YOUR TASK:
Each record below needs to be set down again exactly.

Point localization data
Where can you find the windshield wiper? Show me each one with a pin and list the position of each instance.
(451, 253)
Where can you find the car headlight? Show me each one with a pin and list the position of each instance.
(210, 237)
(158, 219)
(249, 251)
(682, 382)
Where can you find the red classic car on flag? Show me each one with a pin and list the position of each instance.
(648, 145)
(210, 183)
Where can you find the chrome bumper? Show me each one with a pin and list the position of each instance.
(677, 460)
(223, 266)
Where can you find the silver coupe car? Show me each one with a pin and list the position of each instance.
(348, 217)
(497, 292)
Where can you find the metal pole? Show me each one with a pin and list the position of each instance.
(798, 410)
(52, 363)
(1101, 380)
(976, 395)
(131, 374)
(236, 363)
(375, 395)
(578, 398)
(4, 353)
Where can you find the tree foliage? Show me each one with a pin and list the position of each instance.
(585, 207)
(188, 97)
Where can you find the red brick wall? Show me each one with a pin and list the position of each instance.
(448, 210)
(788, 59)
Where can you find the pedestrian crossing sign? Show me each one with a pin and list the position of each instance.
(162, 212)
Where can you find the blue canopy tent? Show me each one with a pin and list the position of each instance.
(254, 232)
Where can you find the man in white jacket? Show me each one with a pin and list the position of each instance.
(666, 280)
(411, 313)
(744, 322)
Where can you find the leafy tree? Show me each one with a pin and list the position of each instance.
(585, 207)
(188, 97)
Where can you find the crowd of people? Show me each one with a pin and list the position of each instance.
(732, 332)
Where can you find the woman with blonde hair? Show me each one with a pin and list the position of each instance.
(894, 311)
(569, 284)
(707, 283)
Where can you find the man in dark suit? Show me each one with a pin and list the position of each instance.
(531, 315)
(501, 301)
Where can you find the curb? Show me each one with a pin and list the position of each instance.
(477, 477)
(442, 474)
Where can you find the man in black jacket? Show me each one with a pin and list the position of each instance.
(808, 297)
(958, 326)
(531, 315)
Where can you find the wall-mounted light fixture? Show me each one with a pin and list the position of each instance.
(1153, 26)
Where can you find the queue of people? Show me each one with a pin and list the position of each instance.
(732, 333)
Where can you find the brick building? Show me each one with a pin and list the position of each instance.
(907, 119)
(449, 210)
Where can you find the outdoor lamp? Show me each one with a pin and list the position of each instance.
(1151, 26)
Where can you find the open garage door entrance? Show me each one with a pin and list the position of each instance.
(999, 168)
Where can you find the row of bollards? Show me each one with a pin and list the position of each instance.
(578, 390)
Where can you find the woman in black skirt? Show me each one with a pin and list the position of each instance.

EXERCISE RESPONSE:
Where can you find the windshield wiper? Show me each one with a pin and list the position of each instance.
(451, 253)
Where can you find the car headlight? Show me each one with a pin and list the position of each instance.
(210, 237)
(158, 219)
(249, 251)
(682, 382)
Where can you find the red classic car on flag? Show me each one with a pin and list the position of each instance.
(648, 145)
(210, 183)
Where can you find the chrome bumper? Show me each one with a pin and list the position of each instance.
(677, 460)
(223, 266)
Where can you find the silver coupe car? Show me each one with a pin and list the position of each instance.
(348, 217)
(497, 292)
Where can you find the metal pole? Show me each one with a pin and list the position of each instance.
(798, 410)
(52, 363)
(1101, 380)
(976, 395)
(131, 374)
(236, 363)
(375, 395)
(578, 398)
(4, 353)
Where can you find the tree foliage? Show me each one with a pin and list the position of each instance.
(585, 207)
(188, 97)
Where can you find the red brick wall? Show me each one with a pin and list the position of each instance.
(448, 210)
(788, 59)
Where can you find the pedestrian crossing sign? Show me each one with a pin and list the position of each instance.
(162, 212)
Where can you find the blue canopy tent? Show me each one with a pin and list the position of each instance.
(254, 232)
Where can you find the man in white jacket? Show me each one with a pin and list the position of each instance.
(666, 280)
(411, 313)
(744, 322)
Where can you find the leafy tree? Show me each one with a pin and list the position of each instance.
(585, 207)
(188, 97)
Where can you find the crowd of people? Show me each one with a pin and list the position of each instance.
(732, 332)
Where can you find the woman with blonde hair? Show me each one with a pin and list the position of each instance.
(894, 311)
(569, 284)
(707, 283)
Where can you find the man in dark suit? Show me each one with a pin and list the position of each instance.
(531, 315)
(501, 301)
Where can you find the curb? Show me each one with a pin and list the position of each instance.
(477, 477)
(442, 474)
Where can you find the man in black jacket? Show me each one with a pin and list the position of each instance.
(808, 297)
(958, 326)
(531, 315)
Where can you find the wall-mounted light fixture? Show me each one with a pin and list the position of each instance.
(1153, 26)
Where can you find the queue of people? Show me each one with a pin and list the position of each instance.
(732, 333)
Where can you find the brick building? Show me each one with a pin and list the position of each instance.
(907, 119)
(449, 210)
Where can you find the outdoor lamp? Show me each one with a pin and list the position of each instance.
(1151, 26)
Where can you find the open garage door entrance? Show me each one with a pin and list the position of each instance.
(999, 168)
Where can you find the row of bollards? Show me each one with a pin and list the position of each instance.
(578, 390)
Where can you find the woman in black skirt? Show me each one with a pin and list the position of each instance.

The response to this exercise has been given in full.